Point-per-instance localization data
········

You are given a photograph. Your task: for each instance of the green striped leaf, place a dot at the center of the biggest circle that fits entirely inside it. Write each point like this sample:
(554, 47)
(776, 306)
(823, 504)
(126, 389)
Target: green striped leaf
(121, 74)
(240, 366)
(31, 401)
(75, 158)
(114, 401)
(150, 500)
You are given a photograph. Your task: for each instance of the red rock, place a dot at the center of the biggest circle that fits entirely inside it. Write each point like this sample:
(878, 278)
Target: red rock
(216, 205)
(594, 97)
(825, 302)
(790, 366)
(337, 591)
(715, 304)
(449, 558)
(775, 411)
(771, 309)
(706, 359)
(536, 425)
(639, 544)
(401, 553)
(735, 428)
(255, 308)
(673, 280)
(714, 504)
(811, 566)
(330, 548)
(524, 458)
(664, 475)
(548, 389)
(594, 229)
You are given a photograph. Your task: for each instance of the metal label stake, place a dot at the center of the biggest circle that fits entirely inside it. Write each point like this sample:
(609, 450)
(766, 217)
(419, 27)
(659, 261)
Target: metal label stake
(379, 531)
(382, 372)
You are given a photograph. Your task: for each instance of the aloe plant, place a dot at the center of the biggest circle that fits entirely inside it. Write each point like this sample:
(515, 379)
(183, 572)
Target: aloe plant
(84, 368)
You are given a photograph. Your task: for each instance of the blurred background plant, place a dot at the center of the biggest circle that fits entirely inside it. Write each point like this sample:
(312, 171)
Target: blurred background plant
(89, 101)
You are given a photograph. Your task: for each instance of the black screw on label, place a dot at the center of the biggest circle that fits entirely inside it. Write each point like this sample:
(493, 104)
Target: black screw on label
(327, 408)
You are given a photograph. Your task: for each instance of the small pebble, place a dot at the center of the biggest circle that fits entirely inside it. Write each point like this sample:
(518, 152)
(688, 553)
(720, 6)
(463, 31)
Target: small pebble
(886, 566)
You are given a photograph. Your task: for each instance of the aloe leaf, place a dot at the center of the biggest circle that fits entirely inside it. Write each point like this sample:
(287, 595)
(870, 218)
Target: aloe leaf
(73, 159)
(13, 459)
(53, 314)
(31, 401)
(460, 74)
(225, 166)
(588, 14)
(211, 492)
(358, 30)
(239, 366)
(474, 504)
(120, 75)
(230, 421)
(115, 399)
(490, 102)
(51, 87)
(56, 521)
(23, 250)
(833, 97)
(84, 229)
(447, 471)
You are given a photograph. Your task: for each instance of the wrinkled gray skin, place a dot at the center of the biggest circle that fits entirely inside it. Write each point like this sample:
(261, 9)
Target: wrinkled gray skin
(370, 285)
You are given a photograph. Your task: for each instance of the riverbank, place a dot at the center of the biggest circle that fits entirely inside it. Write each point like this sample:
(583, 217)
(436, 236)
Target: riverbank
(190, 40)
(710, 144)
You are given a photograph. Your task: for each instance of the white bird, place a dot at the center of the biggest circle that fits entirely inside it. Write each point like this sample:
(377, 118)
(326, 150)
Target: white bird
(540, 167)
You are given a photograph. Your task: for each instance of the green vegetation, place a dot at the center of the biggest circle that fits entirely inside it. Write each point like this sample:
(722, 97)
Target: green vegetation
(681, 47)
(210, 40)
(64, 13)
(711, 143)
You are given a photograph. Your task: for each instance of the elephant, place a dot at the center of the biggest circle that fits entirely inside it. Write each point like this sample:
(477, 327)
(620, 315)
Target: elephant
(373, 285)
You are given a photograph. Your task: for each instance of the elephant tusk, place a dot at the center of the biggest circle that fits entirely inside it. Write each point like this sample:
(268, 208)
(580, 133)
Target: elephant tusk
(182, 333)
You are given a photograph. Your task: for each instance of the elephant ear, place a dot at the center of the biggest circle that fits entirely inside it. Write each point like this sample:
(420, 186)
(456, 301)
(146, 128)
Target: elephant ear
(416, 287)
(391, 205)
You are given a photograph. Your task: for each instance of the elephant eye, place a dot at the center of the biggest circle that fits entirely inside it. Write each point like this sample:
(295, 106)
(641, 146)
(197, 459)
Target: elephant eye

········

◆ PROBLEM: What is needed is a full, exact copy of the records.

◆ ANSWER AREA:
You are given a photograph. Your task: for each instance of the green striped leaf, place a dot at the center of the biggest circle that fits entirely inside it. Write each point like this sample:
(554, 47)
(776, 306)
(823, 504)
(126, 389)
Target: green striped leaf
(121, 74)
(240, 366)
(31, 401)
(75, 158)
(114, 401)
(150, 500)
You are given a photograph. Your task: for each instance of the red rock, place a dot at the center of the biggest circle that fits entirely inside it. Write each point like this sample:
(878, 278)
Target: red rock
(216, 205)
(594, 97)
(825, 302)
(790, 366)
(337, 591)
(715, 304)
(449, 558)
(775, 411)
(771, 309)
(706, 359)
(536, 425)
(639, 544)
(401, 553)
(735, 428)
(255, 308)
(673, 280)
(714, 504)
(811, 566)
(330, 548)
(524, 458)
(664, 475)
(548, 389)
(594, 229)
You are given a photograph. Your task: for each instance of the metal label stake, place a dot at the center of the biggest circle that fits entirely inside it. Write each point like this sample:
(609, 450)
(766, 217)
(419, 27)
(659, 261)
Target: metal label stake
(379, 531)
(382, 372)
You are given a photograph. Your task: for each instance of the aloe plant, place a dot at the center of the biggest circle that fits entirely inside it. Write each point like this sample:
(515, 379)
(183, 572)
Target: aloe plant
(84, 368)
You are given a photograph. Your task: for each instance of the blurred background plant, place a dot at the center of the biggest circle that fits entirely inside it. Write each point like this sample:
(312, 171)
Target: blurred background plant
(89, 101)
You are given a photograph. Your task: for each instance of the black screw on label, place a dot at the center of the biggest circle that fits entirely inside it. Write each point like this sample:
(493, 104)
Target: black screw on label
(327, 408)
You are given a photograph. Your task: for each instance of the small pebble, place a dot at the center of the biggest circle that fits entirely inside it. Write each point like this sample:
(518, 152)
(688, 553)
(720, 6)
(463, 31)
Target: small pebble
(886, 566)
You are given a photograph. Your task: for each instance of the aloe leaf, place a dot at the center of the biggest circle that fits entirely inside it. Write each point like this sample:
(287, 595)
(870, 218)
Target: aloe leaf
(73, 159)
(13, 459)
(53, 314)
(31, 401)
(460, 74)
(225, 166)
(588, 14)
(211, 492)
(358, 30)
(239, 366)
(474, 504)
(120, 75)
(230, 421)
(115, 399)
(490, 102)
(51, 87)
(56, 521)
(23, 250)
(833, 97)
(84, 229)
(447, 471)
You are given a photograph. Your task: for each instance of the wrinkled gray skin, place a dot at the center of the biggest circle that fits entirely inside it. Write each point like this sample:
(261, 9)
Target: wrinkled gray skin
(370, 285)
You are given a photograph. Your task: for each instance of the riverbank, place a dot at the center of the biggest circle that fits entirely inside it. Write each point like this sample:
(583, 217)
(436, 236)
Target: riverbank
(190, 40)
(710, 144)
You are given a photograph. Your task: for each instance of the white bird, place a dot at the center of the biggest circle that fits entirely inside it. Write each point like this sample:
(377, 118)
(326, 150)
Target: white bird
(540, 167)
You are given a photograph. Your task: for each instance of the green vegetation, place a dot at the center of the biggest circle that fits entirely inside it. Write each point like this sample:
(722, 97)
Target: green vegetation
(681, 47)
(210, 40)
(64, 13)
(711, 143)
You are given a photograph. Your task: for each instance of the elephant, place a dot at the center of the biggest circle that fits entirely inside it. Write each point like this sample:
(477, 327)
(620, 315)
Target: elephant
(373, 285)
You are given a photograph. Your task: for each instance of the elephant tusk, place a dot at the center of the biggest circle that fits entirely inside it. Write each point like this sample:
(268, 208)
(580, 133)
Target: elephant tusk
(182, 333)
You are given a photograph. Your task: for each instance of the elephant ear, place a dot at the center of the biggest circle that fits entirely inside it. Write each point like this sample:
(420, 186)
(456, 301)
(146, 128)
Target: elephant ear
(416, 287)
(391, 205)
You are given a photograph. Your task: for each instance of the elephant eye, place a dot at the center of the biggest circle that fits entirely inside it. Write each point like this sample:
(295, 106)
(641, 146)
(197, 459)
Target: elephant eye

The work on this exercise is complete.